● **TASK**
Swap "executive order document" for "signed executive order" in the lines starting at the beginning of the items and going on through the line with "point(937, 447)", changing nothing else. Give only those lines and leave the pictures out.

● **DATA FOR THE TASK**
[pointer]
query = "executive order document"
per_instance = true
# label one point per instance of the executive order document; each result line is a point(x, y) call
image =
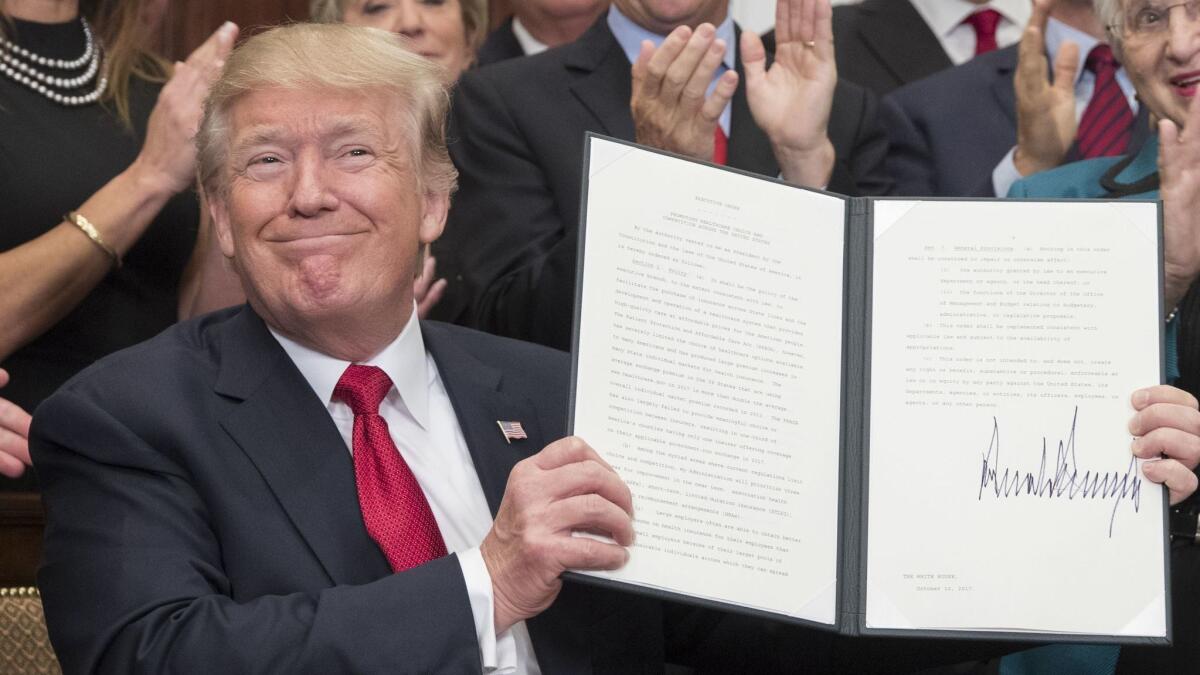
point(937, 447)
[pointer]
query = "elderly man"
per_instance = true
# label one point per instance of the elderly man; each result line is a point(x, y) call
point(204, 513)
point(537, 25)
point(664, 73)
point(319, 483)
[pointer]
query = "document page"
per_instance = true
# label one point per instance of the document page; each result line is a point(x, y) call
point(708, 372)
point(1006, 341)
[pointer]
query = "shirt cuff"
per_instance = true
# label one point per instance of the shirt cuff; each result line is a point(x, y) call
point(497, 653)
point(1006, 174)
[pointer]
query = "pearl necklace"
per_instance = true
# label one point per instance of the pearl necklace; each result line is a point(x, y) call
point(16, 69)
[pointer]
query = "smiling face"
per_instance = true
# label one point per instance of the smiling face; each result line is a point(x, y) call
point(324, 216)
point(435, 28)
point(1164, 66)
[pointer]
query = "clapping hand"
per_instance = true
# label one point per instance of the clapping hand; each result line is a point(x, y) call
point(1179, 169)
point(669, 103)
point(1045, 109)
point(13, 435)
point(791, 101)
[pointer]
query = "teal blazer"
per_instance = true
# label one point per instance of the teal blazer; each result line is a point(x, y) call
point(1137, 178)
point(1132, 177)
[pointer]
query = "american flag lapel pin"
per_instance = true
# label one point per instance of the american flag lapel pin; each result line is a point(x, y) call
point(511, 430)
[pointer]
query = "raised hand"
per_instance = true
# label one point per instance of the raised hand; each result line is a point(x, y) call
point(1045, 109)
point(564, 488)
point(1167, 429)
point(1179, 171)
point(669, 105)
point(791, 101)
point(168, 156)
point(13, 435)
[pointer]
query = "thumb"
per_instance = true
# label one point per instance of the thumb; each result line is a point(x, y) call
point(1066, 67)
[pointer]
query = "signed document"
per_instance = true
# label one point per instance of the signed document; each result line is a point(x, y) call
point(876, 416)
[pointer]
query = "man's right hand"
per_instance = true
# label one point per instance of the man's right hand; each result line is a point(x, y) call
point(563, 489)
point(13, 435)
point(1045, 111)
point(669, 105)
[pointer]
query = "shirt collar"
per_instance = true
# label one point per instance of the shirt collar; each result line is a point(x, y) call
point(529, 45)
point(630, 35)
point(945, 16)
point(403, 360)
point(1059, 33)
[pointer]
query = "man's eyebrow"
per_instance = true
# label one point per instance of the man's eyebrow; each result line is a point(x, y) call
point(333, 129)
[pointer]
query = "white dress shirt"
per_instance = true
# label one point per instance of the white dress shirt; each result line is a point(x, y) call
point(1057, 34)
point(946, 17)
point(529, 45)
point(425, 429)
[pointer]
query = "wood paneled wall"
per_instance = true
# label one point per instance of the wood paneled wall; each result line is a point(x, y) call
point(190, 22)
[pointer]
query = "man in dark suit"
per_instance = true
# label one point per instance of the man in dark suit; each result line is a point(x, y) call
point(517, 139)
point(973, 130)
point(537, 25)
point(887, 43)
point(204, 509)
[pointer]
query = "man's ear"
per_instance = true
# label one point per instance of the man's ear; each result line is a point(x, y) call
point(220, 214)
point(433, 215)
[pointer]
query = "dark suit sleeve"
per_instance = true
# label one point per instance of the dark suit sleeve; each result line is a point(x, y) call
point(132, 578)
point(514, 249)
point(909, 160)
point(861, 142)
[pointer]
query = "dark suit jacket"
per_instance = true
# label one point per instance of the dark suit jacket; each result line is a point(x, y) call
point(885, 43)
point(203, 517)
point(517, 133)
point(501, 46)
point(1086, 180)
point(947, 132)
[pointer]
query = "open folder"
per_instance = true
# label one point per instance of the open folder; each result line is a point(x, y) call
point(888, 417)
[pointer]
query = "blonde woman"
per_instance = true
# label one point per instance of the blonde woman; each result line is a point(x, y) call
point(96, 203)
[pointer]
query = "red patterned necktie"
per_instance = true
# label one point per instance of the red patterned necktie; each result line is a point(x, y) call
point(720, 147)
point(984, 23)
point(1107, 124)
point(394, 507)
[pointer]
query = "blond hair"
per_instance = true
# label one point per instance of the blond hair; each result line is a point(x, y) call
point(118, 27)
point(474, 17)
point(333, 57)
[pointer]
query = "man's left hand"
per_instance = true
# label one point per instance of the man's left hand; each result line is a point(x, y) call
point(1167, 429)
point(791, 101)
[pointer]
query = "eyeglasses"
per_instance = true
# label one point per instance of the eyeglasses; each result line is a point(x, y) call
point(1151, 19)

● **RESPONSE**
[pointer]
query = "signed executive order"
per_instance = true
# label one point per instance of the signed executive order; each result line is a point(x, y) call
image =
point(937, 447)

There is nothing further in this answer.